## Set problem
Gather each line of the rows below that contains the word "church", and list those lines.

--- begin Raw records ---

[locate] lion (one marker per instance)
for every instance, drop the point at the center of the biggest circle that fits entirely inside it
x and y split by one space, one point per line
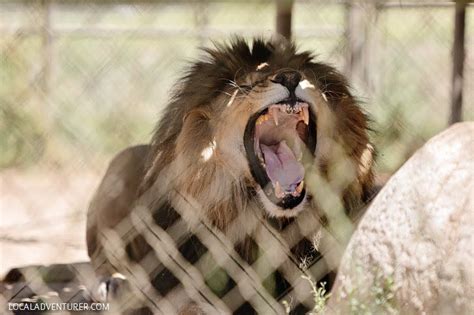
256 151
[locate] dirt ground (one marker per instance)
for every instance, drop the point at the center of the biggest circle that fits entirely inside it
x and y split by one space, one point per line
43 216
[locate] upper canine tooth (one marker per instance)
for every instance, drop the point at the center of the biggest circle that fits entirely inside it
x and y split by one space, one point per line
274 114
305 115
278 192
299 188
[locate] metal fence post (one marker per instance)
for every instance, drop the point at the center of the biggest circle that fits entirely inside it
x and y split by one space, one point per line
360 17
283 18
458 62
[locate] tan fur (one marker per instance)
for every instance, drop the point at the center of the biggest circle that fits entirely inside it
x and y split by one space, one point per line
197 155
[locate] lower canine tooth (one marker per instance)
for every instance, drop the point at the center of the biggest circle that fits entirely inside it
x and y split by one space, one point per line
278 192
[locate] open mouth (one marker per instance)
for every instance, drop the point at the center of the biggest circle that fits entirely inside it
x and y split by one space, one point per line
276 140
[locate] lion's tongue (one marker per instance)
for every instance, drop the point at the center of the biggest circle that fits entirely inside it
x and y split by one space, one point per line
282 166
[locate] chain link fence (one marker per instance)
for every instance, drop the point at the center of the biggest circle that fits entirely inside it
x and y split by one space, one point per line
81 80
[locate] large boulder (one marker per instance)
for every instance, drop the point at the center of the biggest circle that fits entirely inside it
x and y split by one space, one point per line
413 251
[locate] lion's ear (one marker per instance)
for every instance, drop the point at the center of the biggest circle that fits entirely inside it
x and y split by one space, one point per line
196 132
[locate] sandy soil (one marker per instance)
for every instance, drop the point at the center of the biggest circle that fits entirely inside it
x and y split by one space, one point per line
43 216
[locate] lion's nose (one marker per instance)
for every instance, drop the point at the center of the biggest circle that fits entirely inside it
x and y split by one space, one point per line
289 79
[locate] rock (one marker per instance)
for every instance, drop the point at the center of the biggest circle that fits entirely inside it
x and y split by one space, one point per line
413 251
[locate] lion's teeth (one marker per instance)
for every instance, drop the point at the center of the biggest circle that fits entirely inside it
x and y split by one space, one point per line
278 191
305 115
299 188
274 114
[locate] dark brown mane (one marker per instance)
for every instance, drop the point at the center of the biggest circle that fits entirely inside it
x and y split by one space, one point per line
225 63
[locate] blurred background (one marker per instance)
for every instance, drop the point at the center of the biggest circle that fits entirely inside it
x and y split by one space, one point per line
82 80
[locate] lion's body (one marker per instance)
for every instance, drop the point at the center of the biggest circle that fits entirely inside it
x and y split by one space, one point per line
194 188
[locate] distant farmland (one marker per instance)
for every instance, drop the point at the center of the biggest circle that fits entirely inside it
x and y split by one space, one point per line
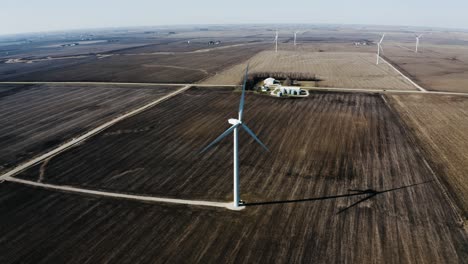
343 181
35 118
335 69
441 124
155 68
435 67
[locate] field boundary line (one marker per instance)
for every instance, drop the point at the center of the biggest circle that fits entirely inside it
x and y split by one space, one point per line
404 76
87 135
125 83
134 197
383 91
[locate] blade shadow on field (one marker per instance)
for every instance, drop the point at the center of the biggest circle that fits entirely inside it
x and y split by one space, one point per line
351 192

--- end Raw records ---
--- begin Raw records ---

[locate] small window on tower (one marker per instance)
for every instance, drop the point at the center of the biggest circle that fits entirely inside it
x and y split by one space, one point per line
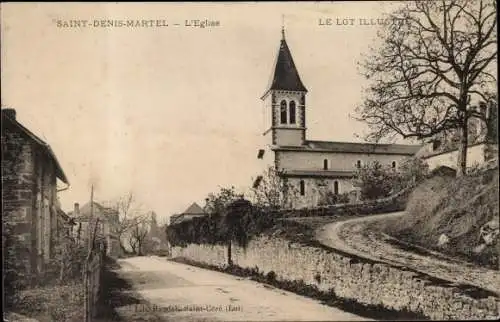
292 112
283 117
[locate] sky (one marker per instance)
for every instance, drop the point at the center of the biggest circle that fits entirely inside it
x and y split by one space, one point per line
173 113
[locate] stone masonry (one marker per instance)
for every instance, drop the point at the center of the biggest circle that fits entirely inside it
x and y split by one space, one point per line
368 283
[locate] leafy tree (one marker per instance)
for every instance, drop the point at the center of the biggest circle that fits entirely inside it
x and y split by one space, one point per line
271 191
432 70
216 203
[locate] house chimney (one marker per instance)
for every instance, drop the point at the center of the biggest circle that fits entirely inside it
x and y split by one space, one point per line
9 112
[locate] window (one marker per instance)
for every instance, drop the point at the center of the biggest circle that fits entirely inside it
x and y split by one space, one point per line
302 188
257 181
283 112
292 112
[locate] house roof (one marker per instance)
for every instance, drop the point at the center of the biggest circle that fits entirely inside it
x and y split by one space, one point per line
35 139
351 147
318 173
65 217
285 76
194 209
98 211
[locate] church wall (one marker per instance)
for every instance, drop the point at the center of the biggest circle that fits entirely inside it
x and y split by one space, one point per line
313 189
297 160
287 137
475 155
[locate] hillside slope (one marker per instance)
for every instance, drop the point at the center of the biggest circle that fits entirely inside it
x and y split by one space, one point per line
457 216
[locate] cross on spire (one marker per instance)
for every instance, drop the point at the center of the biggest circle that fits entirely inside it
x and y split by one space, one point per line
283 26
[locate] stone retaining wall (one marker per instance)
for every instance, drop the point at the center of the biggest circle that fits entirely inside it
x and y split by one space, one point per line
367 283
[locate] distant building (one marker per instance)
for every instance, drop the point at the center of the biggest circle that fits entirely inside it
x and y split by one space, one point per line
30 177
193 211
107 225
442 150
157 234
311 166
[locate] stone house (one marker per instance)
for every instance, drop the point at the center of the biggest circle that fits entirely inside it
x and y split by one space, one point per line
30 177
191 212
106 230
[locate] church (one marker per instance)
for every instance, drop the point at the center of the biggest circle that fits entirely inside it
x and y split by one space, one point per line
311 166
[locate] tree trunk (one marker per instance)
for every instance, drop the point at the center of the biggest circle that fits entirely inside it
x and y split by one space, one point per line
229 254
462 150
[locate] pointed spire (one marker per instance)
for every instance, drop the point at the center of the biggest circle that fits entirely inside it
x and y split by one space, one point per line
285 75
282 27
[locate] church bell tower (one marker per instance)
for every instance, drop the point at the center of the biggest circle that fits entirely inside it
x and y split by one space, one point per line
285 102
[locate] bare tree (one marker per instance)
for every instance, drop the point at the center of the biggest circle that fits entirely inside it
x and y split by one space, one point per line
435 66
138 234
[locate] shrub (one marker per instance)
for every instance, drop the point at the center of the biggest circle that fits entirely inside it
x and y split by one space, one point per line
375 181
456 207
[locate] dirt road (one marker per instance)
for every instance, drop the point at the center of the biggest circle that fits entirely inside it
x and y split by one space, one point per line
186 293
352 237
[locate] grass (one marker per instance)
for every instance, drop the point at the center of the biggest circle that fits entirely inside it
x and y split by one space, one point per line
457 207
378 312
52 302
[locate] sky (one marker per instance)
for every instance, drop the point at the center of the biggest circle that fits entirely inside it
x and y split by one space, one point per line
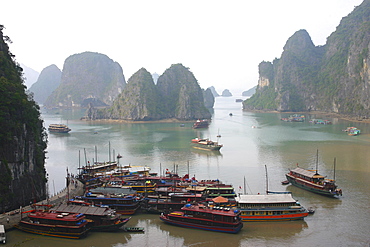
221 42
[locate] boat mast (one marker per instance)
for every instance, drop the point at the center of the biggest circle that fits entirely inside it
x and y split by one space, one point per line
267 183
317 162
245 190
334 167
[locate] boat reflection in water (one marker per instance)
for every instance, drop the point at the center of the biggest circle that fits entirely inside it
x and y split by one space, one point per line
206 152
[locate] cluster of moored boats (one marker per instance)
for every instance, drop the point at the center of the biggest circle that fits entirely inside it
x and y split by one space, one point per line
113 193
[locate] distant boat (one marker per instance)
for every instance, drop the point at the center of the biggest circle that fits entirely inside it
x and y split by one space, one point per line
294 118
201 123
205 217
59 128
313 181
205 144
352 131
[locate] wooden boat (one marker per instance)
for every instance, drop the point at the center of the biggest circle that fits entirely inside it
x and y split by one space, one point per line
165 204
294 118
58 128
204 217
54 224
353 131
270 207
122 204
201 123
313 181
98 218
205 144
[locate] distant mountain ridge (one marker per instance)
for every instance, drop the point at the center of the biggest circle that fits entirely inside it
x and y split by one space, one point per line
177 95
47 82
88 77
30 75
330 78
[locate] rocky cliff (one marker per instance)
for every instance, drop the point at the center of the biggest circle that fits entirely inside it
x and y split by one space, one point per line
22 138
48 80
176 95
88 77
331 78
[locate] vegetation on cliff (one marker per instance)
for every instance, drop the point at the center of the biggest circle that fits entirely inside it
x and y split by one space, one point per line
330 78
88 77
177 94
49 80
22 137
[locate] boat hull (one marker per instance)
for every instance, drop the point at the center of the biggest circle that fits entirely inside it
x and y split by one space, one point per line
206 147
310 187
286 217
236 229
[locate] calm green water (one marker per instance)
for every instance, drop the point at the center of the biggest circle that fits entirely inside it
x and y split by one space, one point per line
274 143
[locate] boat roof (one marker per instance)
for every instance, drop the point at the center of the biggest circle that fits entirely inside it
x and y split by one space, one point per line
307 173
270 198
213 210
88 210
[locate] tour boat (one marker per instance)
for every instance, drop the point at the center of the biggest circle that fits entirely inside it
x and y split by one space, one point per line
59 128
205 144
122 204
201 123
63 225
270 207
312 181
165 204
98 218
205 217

--- end Raw records ---
--- begin Raw records ---

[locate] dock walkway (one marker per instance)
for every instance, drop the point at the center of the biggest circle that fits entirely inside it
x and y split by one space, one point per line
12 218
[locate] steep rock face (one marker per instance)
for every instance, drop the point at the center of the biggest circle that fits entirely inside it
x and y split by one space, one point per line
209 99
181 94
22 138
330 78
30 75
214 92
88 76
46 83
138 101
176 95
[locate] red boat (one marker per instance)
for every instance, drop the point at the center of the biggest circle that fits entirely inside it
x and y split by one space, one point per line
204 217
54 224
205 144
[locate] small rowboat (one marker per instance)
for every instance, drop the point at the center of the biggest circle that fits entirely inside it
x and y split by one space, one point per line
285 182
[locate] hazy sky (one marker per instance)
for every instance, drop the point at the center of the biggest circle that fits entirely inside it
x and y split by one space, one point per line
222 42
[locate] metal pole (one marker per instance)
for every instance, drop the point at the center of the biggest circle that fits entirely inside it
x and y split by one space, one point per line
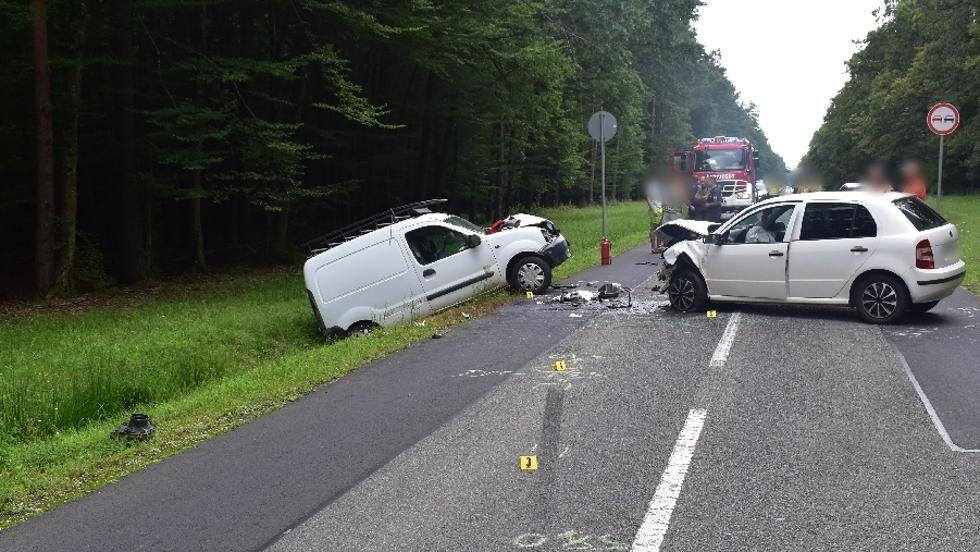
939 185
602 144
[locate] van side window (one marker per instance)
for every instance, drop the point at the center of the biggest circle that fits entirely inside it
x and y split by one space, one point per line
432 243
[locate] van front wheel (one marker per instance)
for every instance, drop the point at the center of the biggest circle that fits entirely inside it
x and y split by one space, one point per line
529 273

--- end Raw records ---

## Output for this exercise
[locate] church wall (one marker per instance)
[locate] church (one marker per instance)
[locate] church bell tower (one marker per instance)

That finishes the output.